**TO BE DONE:**
Please tally the lines in the listing below that contain the string "vegetation", and reply with only that number.

**EXTRACTED ENTRIES:**
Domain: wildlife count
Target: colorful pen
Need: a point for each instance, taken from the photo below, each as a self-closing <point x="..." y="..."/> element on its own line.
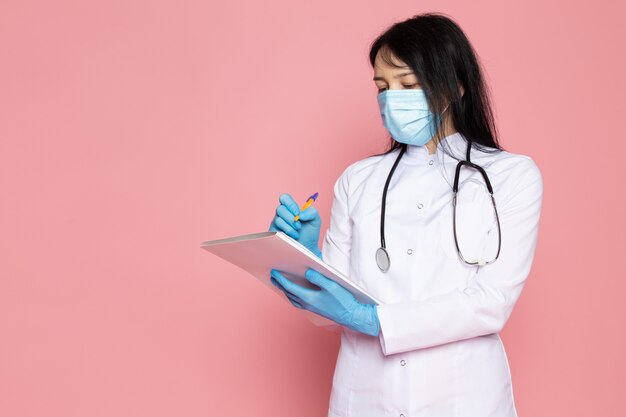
<point x="306" y="205"/>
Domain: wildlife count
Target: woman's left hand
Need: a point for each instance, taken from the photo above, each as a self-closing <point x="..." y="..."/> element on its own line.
<point x="331" y="301"/>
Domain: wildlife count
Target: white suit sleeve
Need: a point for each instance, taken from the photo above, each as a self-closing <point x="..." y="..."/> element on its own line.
<point x="484" y="306"/>
<point x="338" y="238"/>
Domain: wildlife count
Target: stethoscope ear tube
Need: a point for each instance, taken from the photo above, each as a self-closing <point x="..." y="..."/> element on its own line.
<point x="382" y="256"/>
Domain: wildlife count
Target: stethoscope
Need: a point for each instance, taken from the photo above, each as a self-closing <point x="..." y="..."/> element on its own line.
<point x="382" y="256"/>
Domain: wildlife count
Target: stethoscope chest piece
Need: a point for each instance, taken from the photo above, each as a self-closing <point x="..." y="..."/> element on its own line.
<point x="382" y="259"/>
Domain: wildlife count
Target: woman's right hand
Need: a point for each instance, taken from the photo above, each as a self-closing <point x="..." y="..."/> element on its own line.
<point x="306" y="230"/>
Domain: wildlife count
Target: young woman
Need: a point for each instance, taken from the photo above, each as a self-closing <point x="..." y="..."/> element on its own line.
<point x="442" y="228"/>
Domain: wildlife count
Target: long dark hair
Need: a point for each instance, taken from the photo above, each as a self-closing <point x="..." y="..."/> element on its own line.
<point x="442" y="58"/>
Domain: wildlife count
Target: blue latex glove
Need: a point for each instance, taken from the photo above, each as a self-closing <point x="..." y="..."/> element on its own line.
<point x="306" y="230"/>
<point x="331" y="301"/>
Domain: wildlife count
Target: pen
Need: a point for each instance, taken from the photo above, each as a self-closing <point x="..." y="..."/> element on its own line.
<point x="306" y="205"/>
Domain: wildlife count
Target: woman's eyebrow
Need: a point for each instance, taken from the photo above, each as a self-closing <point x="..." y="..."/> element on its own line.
<point x="395" y="76"/>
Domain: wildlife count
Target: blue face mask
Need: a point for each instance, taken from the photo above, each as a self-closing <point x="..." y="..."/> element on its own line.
<point x="406" y="116"/>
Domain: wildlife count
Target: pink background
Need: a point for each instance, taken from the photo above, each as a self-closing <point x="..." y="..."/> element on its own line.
<point x="131" y="131"/>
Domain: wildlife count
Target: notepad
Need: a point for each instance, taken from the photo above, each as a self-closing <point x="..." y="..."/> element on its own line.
<point x="258" y="253"/>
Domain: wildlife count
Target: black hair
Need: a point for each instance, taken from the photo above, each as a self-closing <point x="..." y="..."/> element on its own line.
<point x="442" y="58"/>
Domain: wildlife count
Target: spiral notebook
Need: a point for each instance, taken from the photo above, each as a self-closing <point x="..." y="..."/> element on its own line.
<point x="258" y="253"/>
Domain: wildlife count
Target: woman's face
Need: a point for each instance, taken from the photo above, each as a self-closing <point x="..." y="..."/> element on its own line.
<point x="390" y="77"/>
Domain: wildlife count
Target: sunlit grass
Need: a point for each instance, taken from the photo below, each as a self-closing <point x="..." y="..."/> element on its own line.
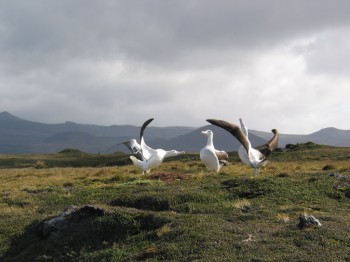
<point x="200" y="215"/>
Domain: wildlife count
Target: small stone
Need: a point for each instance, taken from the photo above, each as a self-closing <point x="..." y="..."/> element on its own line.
<point x="308" y="221"/>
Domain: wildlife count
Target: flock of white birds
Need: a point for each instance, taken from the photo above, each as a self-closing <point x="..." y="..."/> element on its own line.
<point x="213" y="159"/>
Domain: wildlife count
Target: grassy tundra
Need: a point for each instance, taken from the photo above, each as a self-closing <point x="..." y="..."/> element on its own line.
<point x="180" y="211"/>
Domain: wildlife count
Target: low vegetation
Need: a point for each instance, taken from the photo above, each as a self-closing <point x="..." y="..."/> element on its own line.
<point x="180" y="211"/>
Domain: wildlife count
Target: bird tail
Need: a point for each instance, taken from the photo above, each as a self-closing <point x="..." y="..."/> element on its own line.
<point x="136" y="162"/>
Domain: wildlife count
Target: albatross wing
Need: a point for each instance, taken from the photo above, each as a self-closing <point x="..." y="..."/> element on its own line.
<point x="234" y="130"/>
<point x="270" y="146"/>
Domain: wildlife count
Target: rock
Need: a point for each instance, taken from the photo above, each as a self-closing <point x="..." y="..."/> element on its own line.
<point x="339" y="176"/>
<point x="308" y="221"/>
<point x="68" y="217"/>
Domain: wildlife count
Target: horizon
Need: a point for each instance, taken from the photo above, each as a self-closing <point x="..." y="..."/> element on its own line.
<point x="156" y="126"/>
<point x="280" y="64"/>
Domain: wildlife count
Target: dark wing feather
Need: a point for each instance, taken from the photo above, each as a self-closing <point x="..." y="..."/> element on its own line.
<point x="145" y="124"/>
<point x="270" y="146"/>
<point x="233" y="129"/>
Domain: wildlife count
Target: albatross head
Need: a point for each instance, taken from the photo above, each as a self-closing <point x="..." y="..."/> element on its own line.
<point x="207" y="133"/>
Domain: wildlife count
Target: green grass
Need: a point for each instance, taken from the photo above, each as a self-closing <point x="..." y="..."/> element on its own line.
<point x="179" y="212"/>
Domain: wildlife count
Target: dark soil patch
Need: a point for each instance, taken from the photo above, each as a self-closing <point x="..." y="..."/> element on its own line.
<point x="169" y="177"/>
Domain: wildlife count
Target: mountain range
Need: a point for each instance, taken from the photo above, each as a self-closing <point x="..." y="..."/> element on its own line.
<point x="22" y="136"/>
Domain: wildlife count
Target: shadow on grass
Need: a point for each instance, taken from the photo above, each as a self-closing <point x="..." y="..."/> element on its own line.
<point x="81" y="237"/>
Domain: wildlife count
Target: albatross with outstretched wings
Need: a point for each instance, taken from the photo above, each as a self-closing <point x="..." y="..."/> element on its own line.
<point x="254" y="157"/>
<point x="151" y="158"/>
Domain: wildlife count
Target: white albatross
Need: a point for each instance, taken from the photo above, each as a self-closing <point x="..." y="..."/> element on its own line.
<point x="254" y="157"/>
<point x="151" y="158"/>
<point x="213" y="159"/>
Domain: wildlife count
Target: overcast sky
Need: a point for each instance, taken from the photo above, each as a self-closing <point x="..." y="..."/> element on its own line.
<point x="275" y="63"/>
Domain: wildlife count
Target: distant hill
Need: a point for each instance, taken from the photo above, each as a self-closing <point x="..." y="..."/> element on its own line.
<point x="22" y="136"/>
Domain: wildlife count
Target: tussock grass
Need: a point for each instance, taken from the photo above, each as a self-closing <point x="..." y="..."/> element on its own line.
<point x="230" y="216"/>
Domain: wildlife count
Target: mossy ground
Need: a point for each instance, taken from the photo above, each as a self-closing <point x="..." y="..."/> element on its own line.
<point x="182" y="212"/>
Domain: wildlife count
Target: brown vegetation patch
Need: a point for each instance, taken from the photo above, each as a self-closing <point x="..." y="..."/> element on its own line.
<point x="169" y="177"/>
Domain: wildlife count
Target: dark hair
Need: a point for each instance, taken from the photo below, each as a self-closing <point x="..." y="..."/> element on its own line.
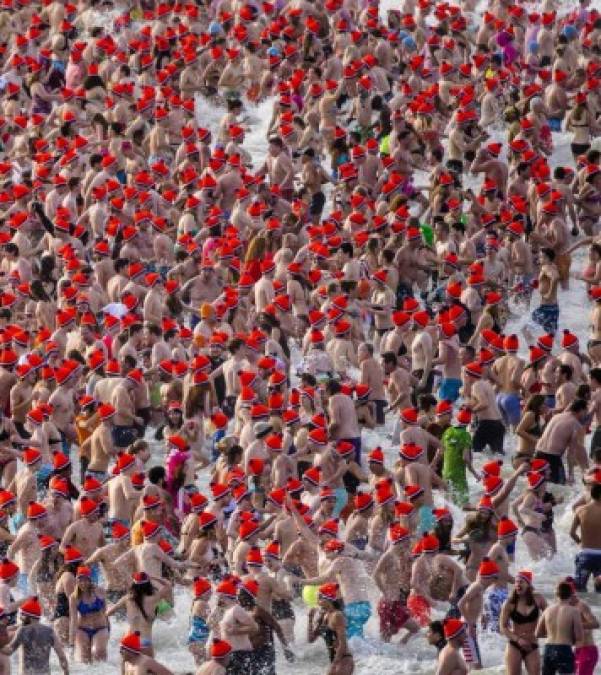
<point x="156" y="474"/>
<point x="436" y="627"/>
<point x="549" y="252"/>
<point x="535" y="403"/>
<point x="564" y="590"/>
<point x="235" y="345"/>
<point x="426" y="401"/>
<point x="528" y="597"/>
<point x="595" y="374"/>
<point x="390" y="357"/>
<point x="566" y="370"/>
<point x="333" y="387"/>
<point x="138" y="592"/>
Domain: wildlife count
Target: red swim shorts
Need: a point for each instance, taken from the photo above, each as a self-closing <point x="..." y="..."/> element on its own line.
<point x="393" y="616"/>
<point x="419" y="608"/>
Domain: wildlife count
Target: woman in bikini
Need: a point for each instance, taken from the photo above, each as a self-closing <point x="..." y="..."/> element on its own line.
<point x="328" y="622"/>
<point x="63" y="590"/>
<point x="580" y="123"/>
<point x="142" y="605"/>
<point x="530" y="429"/>
<point x="89" y="628"/>
<point x="519" y="617"/>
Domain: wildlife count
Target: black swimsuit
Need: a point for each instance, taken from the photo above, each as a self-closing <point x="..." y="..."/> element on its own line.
<point x="520" y="619"/>
<point x="62" y="606"/>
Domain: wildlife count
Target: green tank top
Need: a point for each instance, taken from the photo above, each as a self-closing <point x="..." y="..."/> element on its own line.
<point x="427" y="234"/>
<point x="455" y="441"/>
<point x="385" y="146"/>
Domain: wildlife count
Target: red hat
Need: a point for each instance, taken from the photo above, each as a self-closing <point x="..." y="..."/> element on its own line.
<point x="31" y="607"/>
<point x="132" y="642"/>
<point x="220" y="649"/>
<point x="453" y="628"/>
<point x="125" y="460"/>
<point x="60" y="461"/>
<point x="59" y="486"/>
<point x="228" y="588"/>
<point x="411" y="452"/>
<point x="492" y="485"/>
<point x="329" y="527"/>
<point x="119" y="531"/>
<point x="206" y="519"/>
<point x="444" y="408"/>
<point x="201" y="586"/>
<point x="568" y="339"/>
<point x="535" y="479"/>
<point x="46" y="542"/>
<point x="545" y="342"/>
<point x="88" y="506"/>
<point x="35" y="511"/>
<point x="254" y="557"/>
<point x="8" y="569"/>
<point x="31" y="456"/>
<point x="150" y="529"/>
<point x="511" y="343"/>
<point x="83" y="571"/>
<point x="397" y="533"/>
<point x="492" y="468"/>
<point x="464" y="417"/>
<point x="106" y="411"/>
<point x="329" y="591"/>
<point x="474" y="369"/>
<point x="488" y="568"/>
<point x="413" y="491"/>
<point x="7" y="498"/>
<point x="376" y="456"/>
<point x="247" y="529"/>
<point x="430" y="543"/>
<point x="409" y="415"/>
<point x="506" y="528"/>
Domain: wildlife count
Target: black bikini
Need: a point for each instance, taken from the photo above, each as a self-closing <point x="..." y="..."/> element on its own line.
<point x="520" y="619"/>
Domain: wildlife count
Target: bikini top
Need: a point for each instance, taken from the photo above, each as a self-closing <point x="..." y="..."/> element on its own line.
<point x="520" y="619"/>
<point x="97" y="605"/>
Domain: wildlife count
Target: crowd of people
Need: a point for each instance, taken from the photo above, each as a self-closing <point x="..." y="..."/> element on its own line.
<point x="197" y="340"/>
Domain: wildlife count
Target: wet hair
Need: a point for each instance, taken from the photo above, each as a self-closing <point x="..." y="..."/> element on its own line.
<point x="528" y="597"/>
<point x="566" y="370"/>
<point x="120" y="264"/>
<point x="564" y="590"/>
<point x="549" y="252"/>
<point x="138" y="592"/>
<point x="595" y="374"/>
<point x="535" y="403"/>
<point x="347" y="248"/>
<point x="426" y="401"/>
<point x="235" y="345"/>
<point x="436" y="627"/>
<point x="333" y="387"/>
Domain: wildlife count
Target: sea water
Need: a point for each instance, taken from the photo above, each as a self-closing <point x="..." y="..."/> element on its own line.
<point x="371" y="656"/>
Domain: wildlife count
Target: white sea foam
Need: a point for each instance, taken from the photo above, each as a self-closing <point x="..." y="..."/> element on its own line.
<point x="371" y="656"/>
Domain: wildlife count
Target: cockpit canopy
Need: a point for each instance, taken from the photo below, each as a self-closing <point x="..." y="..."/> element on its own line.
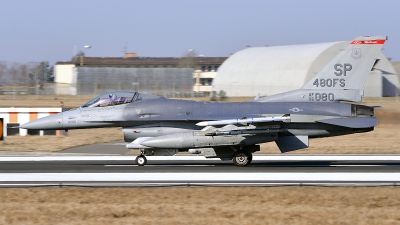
<point x="116" y="98"/>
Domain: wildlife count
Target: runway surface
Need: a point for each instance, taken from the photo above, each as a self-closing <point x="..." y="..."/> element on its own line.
<point x="265" y="170"/>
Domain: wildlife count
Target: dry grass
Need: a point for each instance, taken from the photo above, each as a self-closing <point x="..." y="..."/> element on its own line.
<point x="244" y="205"/>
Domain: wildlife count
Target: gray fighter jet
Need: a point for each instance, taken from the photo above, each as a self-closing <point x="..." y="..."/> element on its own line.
<point x="234" y="130"/>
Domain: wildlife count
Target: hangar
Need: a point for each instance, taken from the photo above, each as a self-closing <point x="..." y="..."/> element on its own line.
<point x="272" y="70"/>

**SOLUTION BELOW:**
2